Text section:
Tigery, Essonne, France

Siemens PLM Software solution helps AOTECH provide the aerodynamic expertise to fulfill the FIA Formula E project

Automotive & Transportation Simcenter

Innovative firm uses Simcenter STAR-CCM+ to help Spark Racing Technology complete front wing project on time

Tigery, Essonne, France

Siemens PLM Software solution helps AOTECH provide the aerodynamic expertise to fulfill the FIA Formula E project

CHALLENGES
  • Rapidly develop design for a new Formula E front wing
  • Develop a futuristic-looking wing that exceeds the performance of the previous version
  • Meet requirements for time, collaboration, design, manufacturability and safety
KEYS TO SUCCESS
  • Use Simcenter STAR-CCM+ to run high fidelity CFD simulations on the front wing
  • Use STAR-View to view CFD results from Simcenter STAR-CCM+, facilitating the sharing of aerodynamic data and providing a smooth workflow
RESULTS
  • Completed wing project on time in under two months
  • Began production on time so the cars could be delivered to the teams for the third season of racing

AOTECH

AOTECH offers high technology products and services for the automotive industry. Manufacturers, race teams, engineers and drivers rely on their experience, tools and people to carry out ambitious projects.

www.aotech.fr

Putting together a team

Motorsports provide the high tech proving ground for commercial vehicles. Electric cars may well be the future of personal mobility in our cities and on our highways, so moving to high-performance and high tech electric Formula-class racing is a natural step. Consequently, the International Automobile Federation (FIA) conceived the Formula E championship in 2012 and the inaugural event was held in 2014.

A futuristic design for Formula E racing seems to fit perfectly considering the potential destiny of electric car technology. At the same time, the aerodynamic performance of electric race car designs must be efficient and still meet safety and manufacturability requirements.

What kind of team and technology are needed to meet the challenge of combining design, manufacturability, safety and aerodynamic performance in a new Formula E race car? That would be a team of domain specialists who have a close working relationship and are equipped with top-of-the-line tools.

Creating a new design for the front wing

The FIA is the governing body for motorsports. Additionally, the organization has a focus on “safe, sustainable and accessible mobility for all road users across the world.” A key technology for sustainable mobility are electric vehicles. Indeed, electric vehicles could be the future of personal mobility. And the FIA wanted to update the race car design for the third season of the Formula E championship in a way that would visually reflect this futuristic idea.

Given instruction: Copy out, word for word, the part of the Formula E front wing case study that begins with the words containing "Putting together a" and ends with "held in 2014.".

Dataset rows:

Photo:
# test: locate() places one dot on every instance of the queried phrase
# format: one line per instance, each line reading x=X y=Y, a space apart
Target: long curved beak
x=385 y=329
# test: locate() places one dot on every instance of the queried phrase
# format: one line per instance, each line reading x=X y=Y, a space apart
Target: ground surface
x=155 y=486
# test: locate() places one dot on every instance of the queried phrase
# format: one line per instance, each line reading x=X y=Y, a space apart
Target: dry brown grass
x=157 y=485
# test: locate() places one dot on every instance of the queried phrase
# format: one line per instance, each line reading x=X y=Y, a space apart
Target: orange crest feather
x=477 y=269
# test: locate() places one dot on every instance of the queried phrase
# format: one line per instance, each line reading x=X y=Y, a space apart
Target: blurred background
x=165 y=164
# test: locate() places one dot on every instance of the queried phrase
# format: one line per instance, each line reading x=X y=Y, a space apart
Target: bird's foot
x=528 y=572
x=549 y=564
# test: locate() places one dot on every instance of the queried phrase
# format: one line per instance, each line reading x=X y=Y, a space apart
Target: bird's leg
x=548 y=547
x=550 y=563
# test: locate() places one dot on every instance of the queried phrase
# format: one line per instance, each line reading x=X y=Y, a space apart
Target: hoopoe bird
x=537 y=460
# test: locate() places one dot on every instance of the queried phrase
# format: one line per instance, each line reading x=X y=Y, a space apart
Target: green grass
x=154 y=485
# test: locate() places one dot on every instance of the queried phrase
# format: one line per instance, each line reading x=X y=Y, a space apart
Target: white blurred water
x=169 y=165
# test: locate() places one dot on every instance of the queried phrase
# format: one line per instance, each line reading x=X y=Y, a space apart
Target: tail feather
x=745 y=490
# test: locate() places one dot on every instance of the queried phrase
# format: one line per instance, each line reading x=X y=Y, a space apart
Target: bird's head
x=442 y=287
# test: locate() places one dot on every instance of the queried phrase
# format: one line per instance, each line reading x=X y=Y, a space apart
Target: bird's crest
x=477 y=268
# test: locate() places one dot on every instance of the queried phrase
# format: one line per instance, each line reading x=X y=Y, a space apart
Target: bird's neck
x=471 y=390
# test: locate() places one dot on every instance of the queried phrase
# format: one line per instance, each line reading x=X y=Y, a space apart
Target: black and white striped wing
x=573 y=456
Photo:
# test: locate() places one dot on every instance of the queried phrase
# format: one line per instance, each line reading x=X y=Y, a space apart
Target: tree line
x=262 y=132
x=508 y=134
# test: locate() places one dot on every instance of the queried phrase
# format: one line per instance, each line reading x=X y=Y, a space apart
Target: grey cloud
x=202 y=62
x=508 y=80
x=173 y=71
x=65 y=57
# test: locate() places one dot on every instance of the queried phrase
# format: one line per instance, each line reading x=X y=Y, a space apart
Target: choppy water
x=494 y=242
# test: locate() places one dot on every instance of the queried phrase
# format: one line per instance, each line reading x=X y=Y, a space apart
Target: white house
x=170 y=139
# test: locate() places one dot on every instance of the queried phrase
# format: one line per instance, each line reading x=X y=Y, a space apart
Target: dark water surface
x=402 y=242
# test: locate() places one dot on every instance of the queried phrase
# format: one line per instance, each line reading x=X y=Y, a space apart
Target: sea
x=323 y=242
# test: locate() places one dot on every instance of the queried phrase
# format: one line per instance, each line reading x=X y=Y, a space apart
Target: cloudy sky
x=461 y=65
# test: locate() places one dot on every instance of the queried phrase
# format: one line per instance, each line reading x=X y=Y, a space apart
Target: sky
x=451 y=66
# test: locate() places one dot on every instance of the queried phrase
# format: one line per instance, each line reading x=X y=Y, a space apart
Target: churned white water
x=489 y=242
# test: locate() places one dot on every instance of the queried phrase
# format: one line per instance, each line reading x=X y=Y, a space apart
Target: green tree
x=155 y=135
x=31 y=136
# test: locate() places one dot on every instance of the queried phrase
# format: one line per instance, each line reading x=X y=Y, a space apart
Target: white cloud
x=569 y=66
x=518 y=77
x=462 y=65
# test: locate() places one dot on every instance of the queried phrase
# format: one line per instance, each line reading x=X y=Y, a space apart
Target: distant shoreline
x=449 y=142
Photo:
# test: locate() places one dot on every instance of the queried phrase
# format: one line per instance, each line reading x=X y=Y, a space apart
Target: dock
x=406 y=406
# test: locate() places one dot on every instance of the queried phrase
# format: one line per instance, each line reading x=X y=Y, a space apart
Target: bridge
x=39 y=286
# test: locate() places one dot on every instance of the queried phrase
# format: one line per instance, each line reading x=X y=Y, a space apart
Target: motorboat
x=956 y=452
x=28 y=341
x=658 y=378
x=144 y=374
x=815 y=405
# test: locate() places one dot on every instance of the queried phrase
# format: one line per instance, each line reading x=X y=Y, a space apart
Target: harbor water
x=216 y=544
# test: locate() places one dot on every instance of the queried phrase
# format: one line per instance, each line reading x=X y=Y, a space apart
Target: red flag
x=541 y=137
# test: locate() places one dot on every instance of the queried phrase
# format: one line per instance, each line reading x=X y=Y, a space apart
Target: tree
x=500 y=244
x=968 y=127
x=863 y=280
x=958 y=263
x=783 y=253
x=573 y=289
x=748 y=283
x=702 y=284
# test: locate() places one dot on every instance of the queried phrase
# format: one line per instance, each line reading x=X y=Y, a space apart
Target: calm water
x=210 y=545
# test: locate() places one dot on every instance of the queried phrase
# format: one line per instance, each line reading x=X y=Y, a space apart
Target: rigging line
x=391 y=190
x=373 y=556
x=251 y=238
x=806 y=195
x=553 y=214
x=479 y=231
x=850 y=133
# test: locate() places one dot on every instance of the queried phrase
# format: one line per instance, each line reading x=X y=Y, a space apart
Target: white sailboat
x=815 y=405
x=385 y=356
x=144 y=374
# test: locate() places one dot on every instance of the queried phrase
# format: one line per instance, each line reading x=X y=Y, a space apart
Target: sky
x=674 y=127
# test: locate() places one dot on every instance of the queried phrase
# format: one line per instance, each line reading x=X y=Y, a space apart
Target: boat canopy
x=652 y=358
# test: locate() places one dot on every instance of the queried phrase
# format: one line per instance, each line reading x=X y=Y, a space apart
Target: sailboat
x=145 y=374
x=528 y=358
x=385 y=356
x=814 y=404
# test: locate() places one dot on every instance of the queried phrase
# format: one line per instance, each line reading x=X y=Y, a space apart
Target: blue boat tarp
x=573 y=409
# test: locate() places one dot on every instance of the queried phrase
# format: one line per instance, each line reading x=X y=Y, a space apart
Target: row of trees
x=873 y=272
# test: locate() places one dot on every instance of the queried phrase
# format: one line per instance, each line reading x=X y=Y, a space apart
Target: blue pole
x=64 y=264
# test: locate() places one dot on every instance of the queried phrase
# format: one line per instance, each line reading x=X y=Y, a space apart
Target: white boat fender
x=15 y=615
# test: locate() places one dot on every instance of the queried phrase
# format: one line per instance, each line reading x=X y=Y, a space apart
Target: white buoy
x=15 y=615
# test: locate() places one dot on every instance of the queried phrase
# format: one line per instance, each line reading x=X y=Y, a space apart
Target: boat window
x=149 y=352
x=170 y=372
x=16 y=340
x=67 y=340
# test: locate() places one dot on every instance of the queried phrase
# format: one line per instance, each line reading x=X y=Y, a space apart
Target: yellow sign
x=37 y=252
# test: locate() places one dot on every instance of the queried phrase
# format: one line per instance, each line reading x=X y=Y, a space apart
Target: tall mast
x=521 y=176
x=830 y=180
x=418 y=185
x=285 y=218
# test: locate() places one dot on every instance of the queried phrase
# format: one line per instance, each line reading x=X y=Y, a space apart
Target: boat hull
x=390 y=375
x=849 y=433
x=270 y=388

Solution for this task:
Putting together a team

Motorsports provide the high tech proving ground for commercial vehicles. Electric cars may well be the future of personal mobility in our cities and on our highways, so moving to high-performance and high tech electric Formula-class racing is a natural step. Consequently, the International Automobile Federation (FIA) conceived the Formula E championship in 2012 and the inaugural event was held in 2014.